* Extracted text

====================

From Moonlight to Mufasa, Noomi Rapace’s reckoning, Sundance 2024 screenwriter fellows, Darren Aronofsky’s prodigy, and Cleopatra.

Let’s go!


THE RISE OF A KING

Barry Jenkins’ Best Picture winner, Moonlight (2016), is a careful dissection of lost innocence.

The main character’s cycles of childhood abuse and teenage ostracization catalyze his hardened adulthood.

Jenkins’ new film, Disney’s live-action version of Mufasa: Lion King, is a more optimistic origin story.

Here’s the official synopsis:

Simba, having become king of the Pride Lands, is determined for his cub to follow in his paw prints while the origins of his late father, Mufasa, are explored.

Jenkins explained:

“As I was reading this wonderful script, I was thinking about Mufasa, and why he’s great, and how people become great.”

Jenkins continued:

“I was on stage at the Oscars with Moonlight. And I was there, and five of my best friends from college were also there… [similarly] Mufasa is great, because of the family and the friends that he has. And so I saw myself in that. I thought: ‘This is a really beautiful story to tell.’”

What fascinates me about Mufasa: Lion King is how Jenkins will test these friendships.

What made his film Moonlight so revelatory is the protagonist is so isolated that anyone who offers him the slightest attention, be that his abusive mother, the magnanimous stand-in father figure Mahershala Ali, or a school crush, molds his trajectory.

The original Lion King (1994), if nothing else, is a story of betrayal.

It’ll be captivating to see how Jenkins tackles his first big IP studio project and if he’s able to maintain the shreds of his own origins.

Release date: Dec 20th.

For More:

Disney’s gloriously tame Mufasa: Lion King teaser trailer.

Mufasa’s death in Lion King (1994) was hard to watch, no matter your age. What shocked me on a second watch was how well it was directed.

Moonlight (2016) trailer.


THE INDUSTRY NEWS

Francis Ford Coppola’s much-anticipated Megalopolis dropped a first-look photo. More on this tomorrow.

====================

* Supplied records

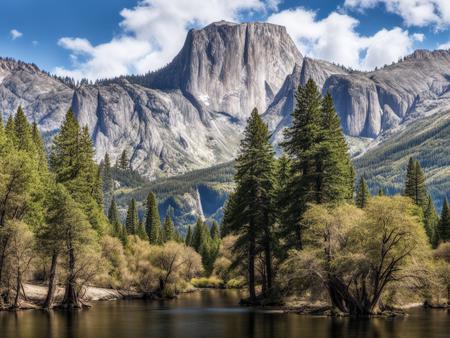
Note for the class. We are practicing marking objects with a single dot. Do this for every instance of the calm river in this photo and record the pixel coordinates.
(211, 314)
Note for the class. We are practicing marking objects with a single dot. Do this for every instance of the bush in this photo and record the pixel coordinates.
(208, 282)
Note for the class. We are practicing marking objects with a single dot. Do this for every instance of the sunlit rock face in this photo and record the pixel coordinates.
(191, 113)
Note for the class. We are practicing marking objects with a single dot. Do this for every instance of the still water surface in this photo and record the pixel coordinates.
(212, 314)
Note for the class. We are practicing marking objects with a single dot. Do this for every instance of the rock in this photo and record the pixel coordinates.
(190, 114)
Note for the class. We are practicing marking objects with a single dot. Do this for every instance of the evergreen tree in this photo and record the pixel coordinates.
(320, 165)
(123, 161)
(362, 193)
(10, 130)
(169, 232)
(250, 214)
(188, 239)
(132, 221)
(198, 236)
(114, 220)
(333, 166)
(107, 180)
(39, 145)
(444, 224)
(431, 221)
(22, 128)
(141, 231)
(215, 232)
(152, 220)
(72, 161)
(415, 184)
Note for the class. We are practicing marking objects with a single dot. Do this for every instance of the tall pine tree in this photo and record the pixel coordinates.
(250, 213)
(152, 220)
(444, 224)
(362, 193)
(132, 221)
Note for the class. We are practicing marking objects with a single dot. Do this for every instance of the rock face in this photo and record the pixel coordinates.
(190, 114)
(373, 102)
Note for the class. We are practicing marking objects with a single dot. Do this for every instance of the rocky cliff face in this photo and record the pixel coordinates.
(191, 113)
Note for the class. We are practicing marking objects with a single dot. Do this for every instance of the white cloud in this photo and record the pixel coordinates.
(15, 34)
(414, 12)
(152, 34)
(335, 39)
(444, 45)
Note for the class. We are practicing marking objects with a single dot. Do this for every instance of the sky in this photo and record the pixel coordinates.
(106, 38)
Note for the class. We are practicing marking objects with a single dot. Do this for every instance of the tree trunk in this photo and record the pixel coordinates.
(71, 299)
(18, 287)
(251, 269)
(48, 303)
(343, 300)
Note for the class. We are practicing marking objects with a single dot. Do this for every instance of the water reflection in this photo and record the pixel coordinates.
(212, 314)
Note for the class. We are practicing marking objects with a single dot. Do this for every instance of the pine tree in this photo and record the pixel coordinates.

====================

* Task description
What release date does the newsletter give for Mufasa: Lion King? The records aren't needed here.

* Final result
Dec 20th.